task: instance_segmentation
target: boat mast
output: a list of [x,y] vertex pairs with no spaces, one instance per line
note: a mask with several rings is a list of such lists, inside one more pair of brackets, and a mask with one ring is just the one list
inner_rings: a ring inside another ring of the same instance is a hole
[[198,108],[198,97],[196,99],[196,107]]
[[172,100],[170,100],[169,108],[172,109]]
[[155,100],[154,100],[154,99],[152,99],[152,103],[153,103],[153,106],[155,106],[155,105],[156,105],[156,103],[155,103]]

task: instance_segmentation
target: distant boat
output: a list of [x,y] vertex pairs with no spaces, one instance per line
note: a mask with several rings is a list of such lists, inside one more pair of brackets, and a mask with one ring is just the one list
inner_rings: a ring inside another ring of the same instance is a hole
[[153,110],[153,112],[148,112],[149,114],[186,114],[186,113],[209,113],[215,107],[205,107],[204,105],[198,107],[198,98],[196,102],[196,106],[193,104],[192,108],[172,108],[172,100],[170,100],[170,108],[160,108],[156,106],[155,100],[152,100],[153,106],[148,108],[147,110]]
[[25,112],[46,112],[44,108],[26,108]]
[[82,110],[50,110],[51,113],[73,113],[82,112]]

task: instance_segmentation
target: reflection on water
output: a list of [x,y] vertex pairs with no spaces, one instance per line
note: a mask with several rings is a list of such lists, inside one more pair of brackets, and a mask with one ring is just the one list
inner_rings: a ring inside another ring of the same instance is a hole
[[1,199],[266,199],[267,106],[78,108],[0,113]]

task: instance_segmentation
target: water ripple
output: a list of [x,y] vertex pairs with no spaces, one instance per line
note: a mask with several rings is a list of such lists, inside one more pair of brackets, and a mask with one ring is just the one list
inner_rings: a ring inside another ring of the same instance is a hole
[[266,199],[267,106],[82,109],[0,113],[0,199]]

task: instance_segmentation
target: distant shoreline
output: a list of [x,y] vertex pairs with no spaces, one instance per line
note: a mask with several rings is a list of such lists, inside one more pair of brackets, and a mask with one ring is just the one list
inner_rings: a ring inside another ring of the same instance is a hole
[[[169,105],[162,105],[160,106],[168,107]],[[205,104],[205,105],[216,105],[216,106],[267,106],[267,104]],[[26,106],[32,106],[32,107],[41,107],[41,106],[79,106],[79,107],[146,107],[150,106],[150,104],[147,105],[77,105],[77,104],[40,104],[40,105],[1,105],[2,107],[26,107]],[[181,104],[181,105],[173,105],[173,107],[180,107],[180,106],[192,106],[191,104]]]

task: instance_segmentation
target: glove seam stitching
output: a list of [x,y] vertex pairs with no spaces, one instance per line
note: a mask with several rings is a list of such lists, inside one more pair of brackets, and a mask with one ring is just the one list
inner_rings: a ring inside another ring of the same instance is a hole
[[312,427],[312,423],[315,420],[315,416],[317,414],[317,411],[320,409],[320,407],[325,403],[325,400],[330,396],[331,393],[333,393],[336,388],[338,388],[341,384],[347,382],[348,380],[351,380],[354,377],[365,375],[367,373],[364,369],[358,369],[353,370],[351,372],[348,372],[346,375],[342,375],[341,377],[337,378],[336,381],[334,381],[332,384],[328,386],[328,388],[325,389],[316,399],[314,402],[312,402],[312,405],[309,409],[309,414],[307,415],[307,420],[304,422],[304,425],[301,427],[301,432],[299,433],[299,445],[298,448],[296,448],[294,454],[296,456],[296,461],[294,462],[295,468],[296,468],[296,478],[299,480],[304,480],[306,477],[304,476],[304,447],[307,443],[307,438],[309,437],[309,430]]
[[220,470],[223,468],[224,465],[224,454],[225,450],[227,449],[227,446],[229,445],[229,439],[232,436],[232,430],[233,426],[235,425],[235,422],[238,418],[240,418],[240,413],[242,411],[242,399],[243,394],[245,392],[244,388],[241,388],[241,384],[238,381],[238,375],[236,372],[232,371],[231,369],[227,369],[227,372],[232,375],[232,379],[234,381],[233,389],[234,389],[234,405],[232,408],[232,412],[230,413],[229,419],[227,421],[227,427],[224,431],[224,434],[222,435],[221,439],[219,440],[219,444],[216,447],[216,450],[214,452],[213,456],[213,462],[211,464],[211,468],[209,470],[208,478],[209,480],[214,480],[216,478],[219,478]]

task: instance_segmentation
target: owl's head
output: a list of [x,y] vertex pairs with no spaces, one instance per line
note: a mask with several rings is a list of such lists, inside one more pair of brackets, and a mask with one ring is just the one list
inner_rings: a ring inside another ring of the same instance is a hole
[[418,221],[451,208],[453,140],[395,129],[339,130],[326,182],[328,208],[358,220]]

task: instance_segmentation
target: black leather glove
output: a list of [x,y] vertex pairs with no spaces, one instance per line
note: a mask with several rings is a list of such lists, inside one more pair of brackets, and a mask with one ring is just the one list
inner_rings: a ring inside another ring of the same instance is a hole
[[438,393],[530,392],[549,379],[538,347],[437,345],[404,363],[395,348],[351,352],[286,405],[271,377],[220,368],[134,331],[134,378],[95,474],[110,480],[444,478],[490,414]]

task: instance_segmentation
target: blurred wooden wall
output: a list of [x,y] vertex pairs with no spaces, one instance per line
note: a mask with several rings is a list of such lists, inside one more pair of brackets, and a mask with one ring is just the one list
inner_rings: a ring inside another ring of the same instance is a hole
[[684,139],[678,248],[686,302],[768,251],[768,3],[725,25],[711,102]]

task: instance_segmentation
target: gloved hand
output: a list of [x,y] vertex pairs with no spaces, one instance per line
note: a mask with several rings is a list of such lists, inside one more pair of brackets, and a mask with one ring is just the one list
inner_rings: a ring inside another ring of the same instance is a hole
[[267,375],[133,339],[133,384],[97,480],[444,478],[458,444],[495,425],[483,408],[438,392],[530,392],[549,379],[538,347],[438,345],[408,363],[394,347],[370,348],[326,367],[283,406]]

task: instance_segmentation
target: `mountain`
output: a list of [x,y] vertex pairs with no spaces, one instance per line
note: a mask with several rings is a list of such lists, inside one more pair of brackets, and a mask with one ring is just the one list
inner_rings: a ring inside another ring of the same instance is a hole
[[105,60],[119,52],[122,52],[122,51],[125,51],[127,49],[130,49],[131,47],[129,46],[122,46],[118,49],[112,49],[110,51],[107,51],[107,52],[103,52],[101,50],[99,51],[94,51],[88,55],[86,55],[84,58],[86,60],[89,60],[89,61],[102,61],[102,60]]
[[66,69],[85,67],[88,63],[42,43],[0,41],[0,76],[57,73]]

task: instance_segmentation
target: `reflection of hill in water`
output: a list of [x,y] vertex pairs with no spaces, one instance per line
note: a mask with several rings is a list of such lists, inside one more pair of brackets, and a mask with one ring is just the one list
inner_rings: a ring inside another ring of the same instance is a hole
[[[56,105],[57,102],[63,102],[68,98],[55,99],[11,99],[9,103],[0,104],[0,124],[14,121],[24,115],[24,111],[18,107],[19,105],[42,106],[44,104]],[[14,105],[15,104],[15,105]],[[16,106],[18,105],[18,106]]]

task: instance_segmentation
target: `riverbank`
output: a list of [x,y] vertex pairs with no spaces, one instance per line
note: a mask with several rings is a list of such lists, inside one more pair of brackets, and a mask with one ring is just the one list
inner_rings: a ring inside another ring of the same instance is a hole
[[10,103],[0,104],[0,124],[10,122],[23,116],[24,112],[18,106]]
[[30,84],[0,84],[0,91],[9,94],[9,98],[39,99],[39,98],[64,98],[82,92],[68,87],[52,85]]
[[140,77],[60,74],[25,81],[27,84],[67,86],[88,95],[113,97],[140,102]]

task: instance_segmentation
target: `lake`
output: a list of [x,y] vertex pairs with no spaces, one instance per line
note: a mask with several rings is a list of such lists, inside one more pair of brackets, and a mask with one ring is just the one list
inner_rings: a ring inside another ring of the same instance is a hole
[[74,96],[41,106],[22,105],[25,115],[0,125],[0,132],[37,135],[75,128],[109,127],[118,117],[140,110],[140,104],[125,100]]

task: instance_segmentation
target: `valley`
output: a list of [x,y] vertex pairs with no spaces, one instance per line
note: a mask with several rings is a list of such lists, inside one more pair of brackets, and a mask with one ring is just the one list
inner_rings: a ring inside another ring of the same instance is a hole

======

• GOAL OF THE EXERCISE: Show the lines of the records that contain the word "water".

• OUTPUT OF THE EXERCISE:
target: reflection on water
target: water ripple
target: `reflection of hill in water`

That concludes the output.